## EXERCISE REQUIREMENTS
In this exercise, return each entry exactly as given.

## INPUT
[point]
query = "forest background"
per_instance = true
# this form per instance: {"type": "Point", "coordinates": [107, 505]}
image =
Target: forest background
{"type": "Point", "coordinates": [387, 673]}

## RESPONSE TO THE EXERCISE
[point]
query = "forest background"
per_instance = true
# this form per instance: {"type": "Point", "coordinates": [107, 505]}
image =
Target: forest background
{"type": "Point", "coordinates": [387, 673]}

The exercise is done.